- [What this task involves] Could you write out all of the material below again, swapping "every instance" for "each instance" wherever it appears and leaving everything else unchanged?

- [Data for the task]
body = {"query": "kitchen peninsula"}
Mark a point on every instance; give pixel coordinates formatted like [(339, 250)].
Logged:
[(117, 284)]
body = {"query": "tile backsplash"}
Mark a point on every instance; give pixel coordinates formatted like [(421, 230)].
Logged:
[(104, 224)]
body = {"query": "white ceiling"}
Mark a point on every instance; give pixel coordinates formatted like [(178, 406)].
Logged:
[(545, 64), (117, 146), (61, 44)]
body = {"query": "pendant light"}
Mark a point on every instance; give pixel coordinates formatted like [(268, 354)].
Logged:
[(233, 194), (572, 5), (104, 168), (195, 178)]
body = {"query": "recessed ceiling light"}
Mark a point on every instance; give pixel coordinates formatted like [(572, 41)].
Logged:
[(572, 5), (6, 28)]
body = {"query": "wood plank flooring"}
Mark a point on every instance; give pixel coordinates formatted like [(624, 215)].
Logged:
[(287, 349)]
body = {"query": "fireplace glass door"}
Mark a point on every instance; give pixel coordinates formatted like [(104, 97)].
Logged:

- [Written solution]
body = {"query": "kitchen peninsula"}
Mark a point on each instance; give pixel coordinates formatted like [(339, 250)].
Logged:
[(117, 284)]
body = {"query": "tile backsplash"}
Mark a point on each instance; give pixel coordinates formatted like [(421, 230)].
Logged:
[(104, 224)]
body = {"query": "white ceiling"}
Mark a point on each instance; give pixel coordinates formatted like [(178, 406)].
Logged:
[(545, 64), (117, 146), (61, 44)]
body = {"query": "pendant light"}
Mark a point on each instance; give pixel coordinates formatted like [(268, 354)].
Logged:
[(233, 194), (572, 5), (104, 168), (195, 178)]
body = {"query": "recessed ceiling light"}
Mark a point on each instance; give pixel coordinates formatted like [(572, 41)].
Logged:
[(572, 5), (6, 28)]
body = {"query": "wood plank flooring"}
Mark a point on each instance; give pixel coordinates formatted like [(624, 215)].
Logged:
[(287, 349)]
body = {"query": "fireplace glass door"}
Mark a point on each instance; give pixel coordinates formatted like [(104, 97)].
Logged:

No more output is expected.